**What the exercise asks:**
A faithful copy of the entries is required, with no images in it.

********************

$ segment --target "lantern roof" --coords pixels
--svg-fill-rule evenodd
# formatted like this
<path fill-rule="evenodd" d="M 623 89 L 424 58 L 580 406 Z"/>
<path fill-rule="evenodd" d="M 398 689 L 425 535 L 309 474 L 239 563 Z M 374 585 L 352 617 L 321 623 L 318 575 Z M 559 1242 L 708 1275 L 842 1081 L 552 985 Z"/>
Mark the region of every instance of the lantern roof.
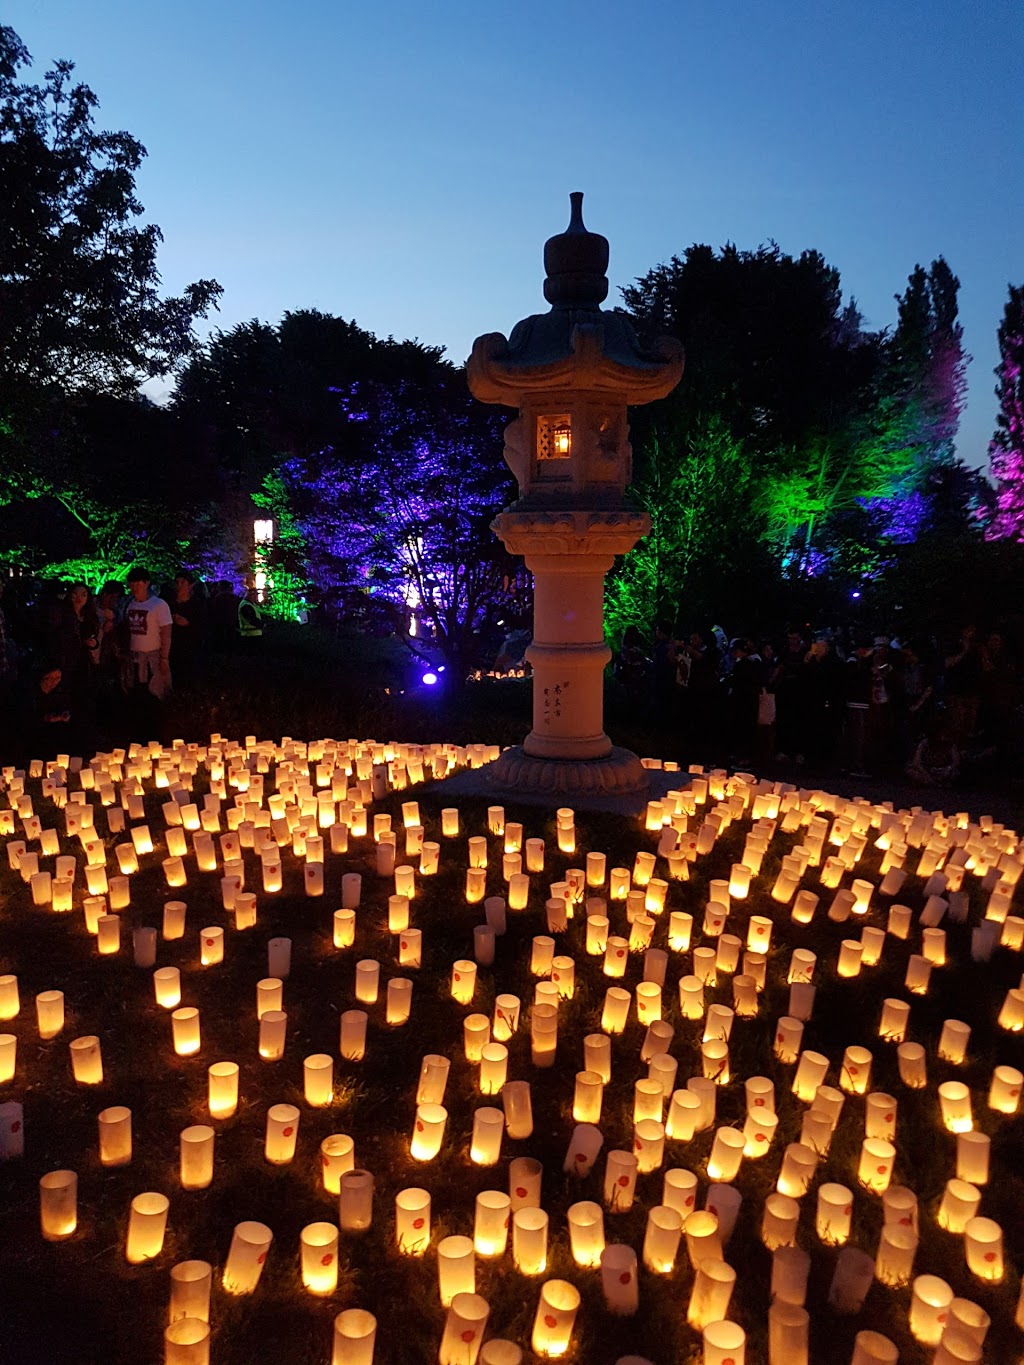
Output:
<path fill-rule="evenodd" d="M 489 332 L 473 343 L 467 378 L 484 403 L 520 407 L 566 391 L 650 403 L 679 383 L 683 348 L 674 337 L 642 346 L 625 314 L 602 309 L 608 239 L 584 225 L 583 195 L 577 191 L 569 200 L 569 226 L 544 244 L 550 310 L 517 322 L 508 338 Z"/>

********************

**Written answer:**
$ segment --target "lantern roof" --coords pixels
--svg-fill-rule evenodd
# formatted like this
<path fill-rule="evenodd" d="M 623 89 L 424 58 L 580 406 Z"/>
<path fill-rule="evenodd" d="M 398 689 L 425 535 L 309 474 L 239 563 Z M 374 585 L 352 617 L 321 623 L 318 575 Z M 559 1242 L 708 1275 L 842 1081 L 552 985 Z"/>
Mark the region of every instance of the lantern roof.
Output:
<path fill-rule="evenodd" d="M 489 332 L 473 343 L 467 378 L 484 403 L 520 407 L 566 391 L 650 403 L 679 383 L 683 348 L 674 337 L 642 346 L 625 314 L 602 309 L 608 239 L 584 225 L 583 195 L 577 191 L 569 200 L 569 226 L 544 244 L 550 310 L 517 322 L 508 338 Z"/>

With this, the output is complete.